▶ _Excerpt to read_:
Start

# Sony or Panasonic Blu-Ray



## Mr.Lowe (Jan 29, 2009)

I am thinking about buying a Blu-Ray for my samsung series 750 LCD. I don't know which one would be better the sony or the panasonic? Both are the same price at most places. Also do these Blu-Ray players all carry HDMI 1.3 capability? I have a 1.3 cable hooked up to my tv from satalite and I love it! Also can you play reguler DVD's with the Blu-Ray player? I would hate to not be able to watch the 200 DVD collection I have. Thanks.


----------



## Sonnie (Apr 11, 2006)

Welcome to the Shack :T

Either of these units are excellent per the various owners I know that own either or both. They are very very close. There may be a minor feature on one that the other doesn't have, which you will have to decide on for yourself.

Both will play all your SD-DVDs with no problem and do a good job of upconverting to 1080p.


----------



## Mr.Lowe (Jan 29, 2009)

Thanks for your help. What about the HDMI 1.3 cable?


----------



## Sonnie (Apr 11, 2006)

Yes, you can use it with no problems.

Does your receiver decode the HD audio formats?


----------



## tonyvdb (Sep 5, 2007)

All newer (last year and a half) Bluray players have 1.3 HDMI so dont worry about it.
Samsung also makes a nice player and you would then get the added bonus of it matches your display and will automatically turn the display on when the player is powered up.


----------



## Mr.Lowe (Jan 29, 2009)

End

▶ _Given records_:

Start

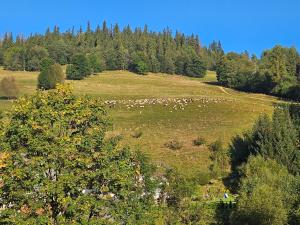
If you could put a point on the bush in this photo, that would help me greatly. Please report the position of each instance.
(79, 68)
(199, 141)
(174, 145)
(61, 168)
(137, 134)
(49, 78)
(9, 87)
(96, 64)
(203, 178)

End

▶ _Required actions_:
1: Reproduce, word for word, the part of the Blu-ray player thread that opens with the words containing "## tonyvdb (Sep" and closes with "is powered up.".
2: Carry on the Blu-ray player thread from the point at which it stops.

▶ _Answer set_:
1:
## tonyvdb (Sep 5, 2007)

All newer (last year and a half) Bluray players have 1.3 HDMI so dont worry about it.
Samsung also makes a nice player and you would then get the added bonus of it matches your display and will automatically turn the display on when the player is powered up.

2:
Cool thanks for the input. No don't have reciever yet. My next investment is that and a SVS 5.1 speaker system. Would a yamaha V663 or Onkyo TX SR606 work fine as far as a reciever goes?


----------



## tonyvdb (Sep 5, 2007)

Mr.Lowe said:


> Cool thanks for the input. No don't have reciever yet. My next investment is that and a SVS 5.1 speaker system.


Good choice!


> Would a yamaha V663 or Onkyo TX SR606 work fine as far as a reciever goes?


Yes, but bang for buck if you can up your budget just a little the Onkyo 706 is much better.


----------



## davidburn (May 10, 2007)

I've owned both players, which both are great. But the Panasonic has a little more features but the Sony looks better. Go the Panasonic for the better firmware updates.


----------



## deacongreg (Jul 29, 2008)

davidburn said:


> I've owned both players, which both are great. But the Panasonic has a little more features but the Sony looks better. Go the Panasonic for the better firmware updates.


I like this thread. And I`m in agrement with you. If I`m buying right now, I`m buying the Panasonic DMP-BD55. No compromises here. Excellent picture quality, all the codecs are in place. A profile 2.0 player. For some, that is not a big deal, and that is fine. But this Panasonic has the goods.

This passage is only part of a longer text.